4 families of Montford Point Marines receive Congressional Gold Medals

The Montford Point Marines were the first African American men to integrate the Marine Corps in 1942 during WWII.

ByKatie Katro KGO logo
Saturday, July 9, 2022
4 families of Montford Point Marines receive Congressional Gold Medals
Due to segregation, the men were not allowed to train at Camp LeJeune with their white counterparts. Instead, they were placed in a field in Montford, North Carolina.

PHILADELPHIA -- Four families of Montford Point Marines were awarded Congressional Gold Medals Saturday during a celebration at the Corporal Michael J. Crescenz VA Medical Center in Philadelphia.

The recipients were Colonel Herbert L. Brewer, Corporal Guy Russell Johnson, Pfc Thomas Edison Warren, and Pfc William Clerence Green.

The later Colonel Herbert L. Brewer was the U.S. Marine Corps' first-ever African American Colonel.

The Montford Point Marines were the first African American recruits to join the Marine Corps in 1942 during WWII.

Due to segregation, the men were not allowed to train at Camp LeJeune with their white counterparts. Instead, they were placed in a remote section of the North Carolina base called Camp Montford Point.

There they were instructed to build their own barracks and dig their own trenches.

Guy Russel Johnson Jr., received a medal on behalf of his father.

▶ [TASK INSTRUCTIONS] Could you carry on the article above about the Montford Point Marines' Congressional Gold Medals, picking up after its last sentence?

▶ [PROVIDED INFORMATION]
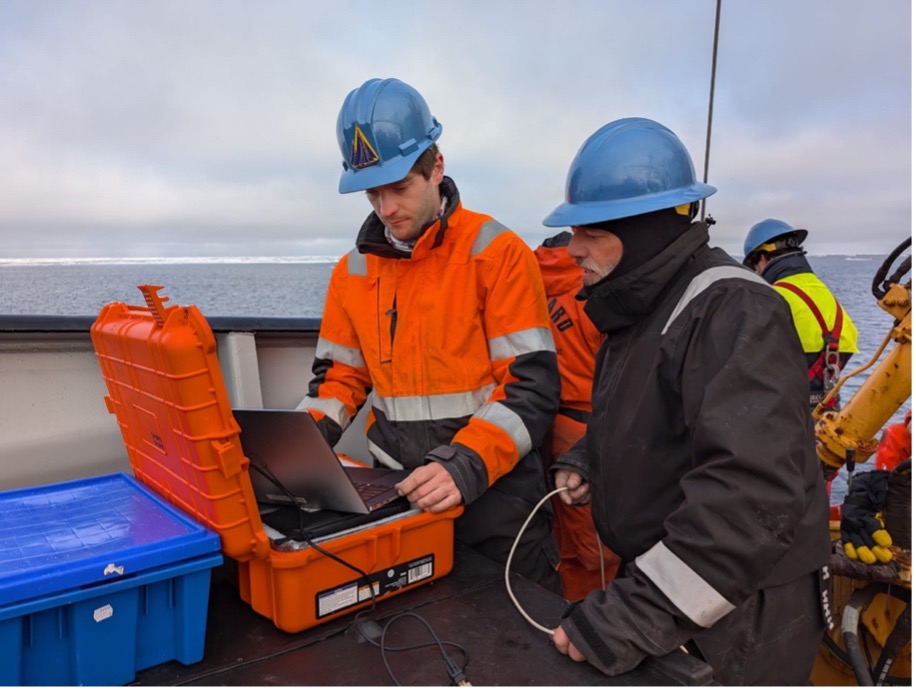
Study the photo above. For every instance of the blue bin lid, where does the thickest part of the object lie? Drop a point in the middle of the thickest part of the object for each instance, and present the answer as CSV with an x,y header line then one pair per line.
x,y
75,534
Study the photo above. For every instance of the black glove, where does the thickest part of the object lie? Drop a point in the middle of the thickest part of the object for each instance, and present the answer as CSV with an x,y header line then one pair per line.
x,y
329,429
862,529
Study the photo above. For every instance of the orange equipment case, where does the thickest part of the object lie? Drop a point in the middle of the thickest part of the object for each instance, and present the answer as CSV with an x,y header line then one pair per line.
x,y
167,393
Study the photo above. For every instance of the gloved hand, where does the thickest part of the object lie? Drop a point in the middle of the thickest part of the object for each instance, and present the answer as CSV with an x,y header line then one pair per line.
x,y
861,529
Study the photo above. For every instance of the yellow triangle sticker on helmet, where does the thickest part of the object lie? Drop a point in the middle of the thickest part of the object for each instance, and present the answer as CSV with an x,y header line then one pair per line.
x,y
362,154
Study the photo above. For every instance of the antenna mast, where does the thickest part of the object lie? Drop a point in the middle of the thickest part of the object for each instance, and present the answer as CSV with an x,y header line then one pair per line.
x,y
712,93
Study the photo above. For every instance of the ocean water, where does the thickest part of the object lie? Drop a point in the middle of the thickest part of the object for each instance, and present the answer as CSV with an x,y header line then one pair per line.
x,y
297,288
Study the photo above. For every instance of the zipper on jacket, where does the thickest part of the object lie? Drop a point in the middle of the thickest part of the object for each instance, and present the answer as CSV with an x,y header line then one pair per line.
x,y
393,313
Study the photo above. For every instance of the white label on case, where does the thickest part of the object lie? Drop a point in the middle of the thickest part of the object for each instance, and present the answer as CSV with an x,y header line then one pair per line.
x,y
103,613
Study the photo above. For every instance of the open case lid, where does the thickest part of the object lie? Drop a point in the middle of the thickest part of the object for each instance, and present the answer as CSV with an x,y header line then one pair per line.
x,y
167,392
59,537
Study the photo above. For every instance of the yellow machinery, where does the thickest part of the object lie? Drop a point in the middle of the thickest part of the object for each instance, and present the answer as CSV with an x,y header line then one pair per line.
x,y
872,644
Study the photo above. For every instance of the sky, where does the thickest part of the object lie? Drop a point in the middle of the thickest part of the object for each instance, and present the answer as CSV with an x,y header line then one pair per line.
x,y
177,128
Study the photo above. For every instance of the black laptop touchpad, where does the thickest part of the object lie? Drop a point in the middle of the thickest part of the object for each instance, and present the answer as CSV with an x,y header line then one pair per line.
x,y
299,525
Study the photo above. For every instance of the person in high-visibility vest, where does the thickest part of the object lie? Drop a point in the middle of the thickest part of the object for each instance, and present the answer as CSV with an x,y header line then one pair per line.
x,y
773,249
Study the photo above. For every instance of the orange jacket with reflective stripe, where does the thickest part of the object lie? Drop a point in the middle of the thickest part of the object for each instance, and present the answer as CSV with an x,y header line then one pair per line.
x,y
451,345
575,336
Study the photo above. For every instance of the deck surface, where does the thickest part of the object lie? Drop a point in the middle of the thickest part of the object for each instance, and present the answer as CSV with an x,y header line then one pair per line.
x,y
469,606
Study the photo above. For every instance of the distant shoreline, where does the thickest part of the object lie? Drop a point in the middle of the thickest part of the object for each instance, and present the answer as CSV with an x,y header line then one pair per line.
x,y
189,260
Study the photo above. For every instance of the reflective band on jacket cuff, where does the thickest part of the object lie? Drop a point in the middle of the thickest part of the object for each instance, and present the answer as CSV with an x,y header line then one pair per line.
x,y
521,343
424,408
332,407
356,263
351,356
695,597
507,420
704,280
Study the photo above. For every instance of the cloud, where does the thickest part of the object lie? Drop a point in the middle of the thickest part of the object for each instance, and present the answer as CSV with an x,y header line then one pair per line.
x,y
209,127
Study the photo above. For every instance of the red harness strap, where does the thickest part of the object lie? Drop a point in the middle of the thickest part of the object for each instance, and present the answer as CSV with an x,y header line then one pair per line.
x,y
831,337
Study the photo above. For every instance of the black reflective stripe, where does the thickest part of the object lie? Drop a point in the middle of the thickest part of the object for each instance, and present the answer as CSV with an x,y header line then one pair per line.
x,y
577,415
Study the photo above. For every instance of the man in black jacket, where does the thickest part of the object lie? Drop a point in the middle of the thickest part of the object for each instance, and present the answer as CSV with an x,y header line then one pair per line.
x,y
699,458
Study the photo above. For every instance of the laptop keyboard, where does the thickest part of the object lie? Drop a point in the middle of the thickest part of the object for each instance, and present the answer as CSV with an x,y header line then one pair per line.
x,y
368,491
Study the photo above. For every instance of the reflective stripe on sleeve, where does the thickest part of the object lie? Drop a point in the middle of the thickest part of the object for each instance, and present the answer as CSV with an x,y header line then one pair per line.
x,y
332,407
351,356
695,597
704,280
521,343
383,457
507,420
488,231
422,408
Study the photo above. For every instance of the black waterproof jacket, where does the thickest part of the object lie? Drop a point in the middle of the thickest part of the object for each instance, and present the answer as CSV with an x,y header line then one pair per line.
x,y
702,467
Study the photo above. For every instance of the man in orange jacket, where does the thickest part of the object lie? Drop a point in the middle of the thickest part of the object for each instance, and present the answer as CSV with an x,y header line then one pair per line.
x,y
896,444
583,560
438,320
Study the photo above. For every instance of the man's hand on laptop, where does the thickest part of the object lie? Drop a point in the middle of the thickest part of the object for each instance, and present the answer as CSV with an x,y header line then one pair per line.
x,y
430,488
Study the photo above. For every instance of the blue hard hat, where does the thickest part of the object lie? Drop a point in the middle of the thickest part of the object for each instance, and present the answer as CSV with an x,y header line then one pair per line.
x,y
628,167
382,129
767,230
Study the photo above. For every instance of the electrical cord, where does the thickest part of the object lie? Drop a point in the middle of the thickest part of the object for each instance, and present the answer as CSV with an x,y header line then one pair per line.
x,y
455,671
518,537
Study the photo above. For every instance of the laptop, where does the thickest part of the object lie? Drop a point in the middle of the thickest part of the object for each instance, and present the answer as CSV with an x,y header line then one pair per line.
x,y
288,445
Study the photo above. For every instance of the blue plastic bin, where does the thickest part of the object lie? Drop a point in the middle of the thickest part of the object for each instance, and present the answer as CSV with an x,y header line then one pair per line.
x,y
99,578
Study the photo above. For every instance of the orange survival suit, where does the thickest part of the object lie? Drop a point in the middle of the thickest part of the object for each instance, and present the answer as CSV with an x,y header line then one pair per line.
x,y
577,340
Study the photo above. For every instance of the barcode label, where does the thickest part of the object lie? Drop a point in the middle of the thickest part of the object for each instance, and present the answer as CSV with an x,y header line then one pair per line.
x,y
358,592
420,572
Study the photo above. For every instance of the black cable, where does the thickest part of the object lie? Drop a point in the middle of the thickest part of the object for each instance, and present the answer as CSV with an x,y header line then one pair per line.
x,y
455,672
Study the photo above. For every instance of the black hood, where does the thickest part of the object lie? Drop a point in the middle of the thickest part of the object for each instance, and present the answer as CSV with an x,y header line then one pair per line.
x,y
371,237
644,236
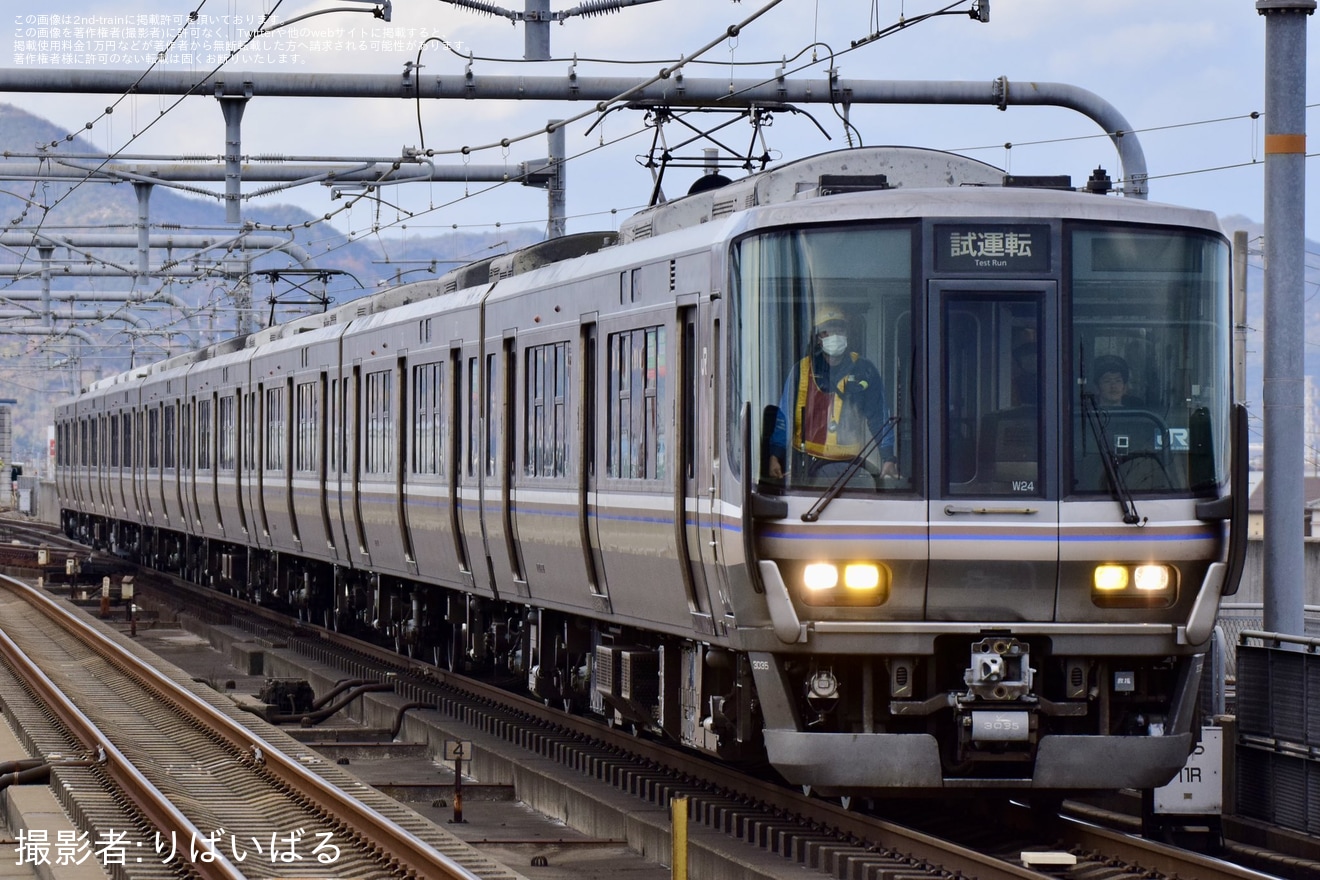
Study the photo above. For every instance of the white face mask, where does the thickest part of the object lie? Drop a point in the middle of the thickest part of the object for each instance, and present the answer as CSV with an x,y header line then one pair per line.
x,y
834,346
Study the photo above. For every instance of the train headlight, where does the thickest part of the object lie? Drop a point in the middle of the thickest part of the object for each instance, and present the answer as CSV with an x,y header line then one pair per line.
x,y
1151,577
1110,578
820,575
1134,586
845,583
861,575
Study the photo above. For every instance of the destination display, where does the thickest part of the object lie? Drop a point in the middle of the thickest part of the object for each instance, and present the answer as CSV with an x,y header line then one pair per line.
x,y
991,248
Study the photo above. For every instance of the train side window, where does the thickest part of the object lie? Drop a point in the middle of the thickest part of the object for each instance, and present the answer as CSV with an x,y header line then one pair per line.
x,y
493,408
203,434
153,438
185,436
227,408
635,437
545,451
380,426
169,436
275,429
308,416
428,450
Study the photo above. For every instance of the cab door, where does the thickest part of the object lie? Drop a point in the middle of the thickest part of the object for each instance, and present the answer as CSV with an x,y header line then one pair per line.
x,y
994,462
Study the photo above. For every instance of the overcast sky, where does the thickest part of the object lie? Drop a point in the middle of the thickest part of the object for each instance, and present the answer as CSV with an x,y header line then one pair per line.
x,y
1186,74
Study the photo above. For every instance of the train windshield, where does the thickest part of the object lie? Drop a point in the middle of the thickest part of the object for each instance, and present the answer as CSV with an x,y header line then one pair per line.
x,y
1150,377
828,337
1104,342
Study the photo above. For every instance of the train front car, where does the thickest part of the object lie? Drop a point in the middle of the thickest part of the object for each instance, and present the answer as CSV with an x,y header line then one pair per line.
x,y
989,430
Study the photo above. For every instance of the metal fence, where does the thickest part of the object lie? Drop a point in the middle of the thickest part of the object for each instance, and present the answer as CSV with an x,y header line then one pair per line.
x,y
1278,711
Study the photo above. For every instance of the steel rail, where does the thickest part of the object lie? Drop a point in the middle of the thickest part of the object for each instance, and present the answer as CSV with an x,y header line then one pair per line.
x,y
401,847
149,800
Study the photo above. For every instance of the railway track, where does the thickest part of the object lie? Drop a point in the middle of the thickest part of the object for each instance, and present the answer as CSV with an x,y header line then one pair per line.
x,y
205,793
805,831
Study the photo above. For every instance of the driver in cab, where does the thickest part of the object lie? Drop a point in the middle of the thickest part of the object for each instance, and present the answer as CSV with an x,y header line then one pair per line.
x,y
834,399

▶ [OUTPUT OF THE EXERCISE]
"Amazing story of these men who went to war for a country that at that time wasn't even close to fighting for them," said Johnson Jr.

"In 2012 just over 10 years ago, the United States Congress awarded the congressional gold medal collectively to the first African American Marines, and today we awarded four replicas of that medal to four families in the Philadelphia area," said Joseph Geeter, Past National President, with National Montford Point Marine Association, Inc.

Deborah Brown received a medal on behalf of her father. Brown said she heard her father was eligible for the gold medal, through Action News.

"It is amazing, I'm just sorry that he's not here to witness it personally, but in my heart, I know that both he and my mother are with me today," said Brown.

David Jones Jr. said he received the award on behalf of his grandfather.

"To find out that you have an exceptional human being in your family, and that he's also a role model I mean that's the gravy," said Jones, Jr.